Stated exercise — Exclude the pictures, then copy all remaining records exactly.

** START OF Records for this task **

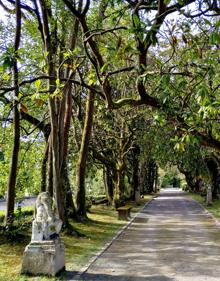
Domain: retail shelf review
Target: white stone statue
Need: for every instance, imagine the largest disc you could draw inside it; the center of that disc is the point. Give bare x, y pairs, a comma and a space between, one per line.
46, 225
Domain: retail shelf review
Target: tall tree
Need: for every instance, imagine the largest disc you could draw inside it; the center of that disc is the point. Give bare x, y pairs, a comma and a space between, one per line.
16, 122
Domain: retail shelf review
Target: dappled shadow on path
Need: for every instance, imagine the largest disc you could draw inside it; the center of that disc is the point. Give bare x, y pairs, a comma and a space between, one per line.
172, 239
110, 277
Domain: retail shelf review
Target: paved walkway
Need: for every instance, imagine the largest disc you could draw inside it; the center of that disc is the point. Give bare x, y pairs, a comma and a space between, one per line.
171, 239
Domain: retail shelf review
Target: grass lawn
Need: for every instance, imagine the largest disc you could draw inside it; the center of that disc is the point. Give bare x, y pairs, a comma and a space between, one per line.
96, 232
214, 208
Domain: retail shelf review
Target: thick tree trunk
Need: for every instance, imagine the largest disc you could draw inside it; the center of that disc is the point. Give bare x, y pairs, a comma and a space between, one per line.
81, 164
50, 171
109, 187
16, 122
44, 169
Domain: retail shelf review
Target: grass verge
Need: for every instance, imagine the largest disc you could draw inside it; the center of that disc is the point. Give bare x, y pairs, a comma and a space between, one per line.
214, 208
96, 232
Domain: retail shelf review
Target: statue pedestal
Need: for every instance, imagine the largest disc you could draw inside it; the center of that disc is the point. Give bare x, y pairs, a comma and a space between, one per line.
43, 257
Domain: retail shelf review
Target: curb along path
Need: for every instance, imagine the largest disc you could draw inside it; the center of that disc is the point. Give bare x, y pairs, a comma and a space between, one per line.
172, 238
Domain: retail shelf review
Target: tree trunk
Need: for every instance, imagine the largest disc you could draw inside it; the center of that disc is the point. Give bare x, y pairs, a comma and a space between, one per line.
135, 174
108, 184
50, 170
9, 217
81, 164
44, 169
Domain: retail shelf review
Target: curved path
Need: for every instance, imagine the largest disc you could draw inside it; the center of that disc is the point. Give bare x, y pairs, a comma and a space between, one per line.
172, 238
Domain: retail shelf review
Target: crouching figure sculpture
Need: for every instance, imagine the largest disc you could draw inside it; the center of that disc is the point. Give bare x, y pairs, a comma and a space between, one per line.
46, 225
45, 253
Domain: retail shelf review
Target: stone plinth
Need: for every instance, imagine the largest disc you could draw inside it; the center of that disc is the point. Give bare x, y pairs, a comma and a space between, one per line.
43, 257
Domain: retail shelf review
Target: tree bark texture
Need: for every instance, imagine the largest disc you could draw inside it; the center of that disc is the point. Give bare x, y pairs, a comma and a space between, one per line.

** END OF Records for this task **

Solution to this exercise —
Domain: retail shelf review
Target: white stone statue
Need: for every instance, imagine the largest disc you could draw inside it; the center of that disc is the point. Give bare x, y pairs, a comma and a space between, one per line.
46, 225
Domain: retail shelf review
Target: tall tree
Need: for every instance, imagine the largest disc you could draw inside it; the center of that disc is the point. Give bare x, y pairs, a comma and a space between, one per line.
16, 122
Domain: retail shelf review
Target: dappled shadow on path
Need: for every instance, imagine the largest disc you could draw inside it; the center of that disc is the point. Give bare x, y pairs, a comma and a space between, one per line.
172, 239
110, 277
Domain: retail shelf review
Target: paved walkway
Need: for every instance, imagine the largest disc you could draw inside it; the center of that disc is the point. Give bare x, y pairs, a comma and a space between, one per line.
171, 239
Domain: retail shelf review
Target: grass lawn
Need: for every instance, imagine the largest disc you could draw inside it; the center of that disc is the point. Give bare x, y pairs, a comma and a space between, one per line.
96, 232
214, 208
Domain: retail shelf review
Target: thick tree trunk
Need: for every instance, imagine the largest disc you could draw inside it; the center of that disc is the point. Give bare x, y pairs, a comma and a space between, one per line.
81, 164
50, 171
109, 187
16, 122
44, 169
Domain: retail shelf review
Target: grass verge
Need: for every instance, imagine the largest disc you could draw inside it; the center of that disc is the point. Give bare x, y pairs, a comma and a space between, one per line.
214, 208
96, 232
Domain: retail shelf review
Target: statue pedestal
Need: for every instance, imagine the largest disc you could draw inside it; the center of that disc is the point. Give bare x, y pairs, a comma and a space between, one per line.
43, 257
Domain: retail shelf review
Target: curb along path
Need: for every instance, imagine the largest disc you could draw inside it; the center of that disc is the point. Give bare x, y pairs, a comma and a space between, one per line.
172, 238
Domain: retail shelf review
Target: tree trunk
Need: for every instance, imagine the largest disc you could draw inside it; the center of that disc is the point. Give bare x, y pairs, a comma and a space between, one per line.
135, 174
108, 184
50, 170
9, 217
81, 164
44, 169
Domain: retail shelf review
Target: curved path
Need: for every instance, imagine the largest disc you could draw inside it; the center of that disc is the point. Give bare x, y pairs, a comma and a space between, one per line.
172, 238
Domain: retail shelf review
Target: crouching figure sculpture
Need: for every instance, imagine the largest disc you could draw inside it; the center of that disc is the point. Give bare x, y pairs, a comma and a space between, one per line.
46, 225
45, 253
Domain: retail shelf review
Target: stone plinth
Need: for every instance, imagine the largest disc you could draw inside it; the center of that disc is the point. Give bare x, y pairs, a comma and a space between, one per line.
43, 257
Domain: retail shelf review
Target: tree bark texture
Need: for every instance, imagine the largest disc you could draw inside it; the center of that disc is the point. Give bare x, y pairs, a comma and a space between, one per line.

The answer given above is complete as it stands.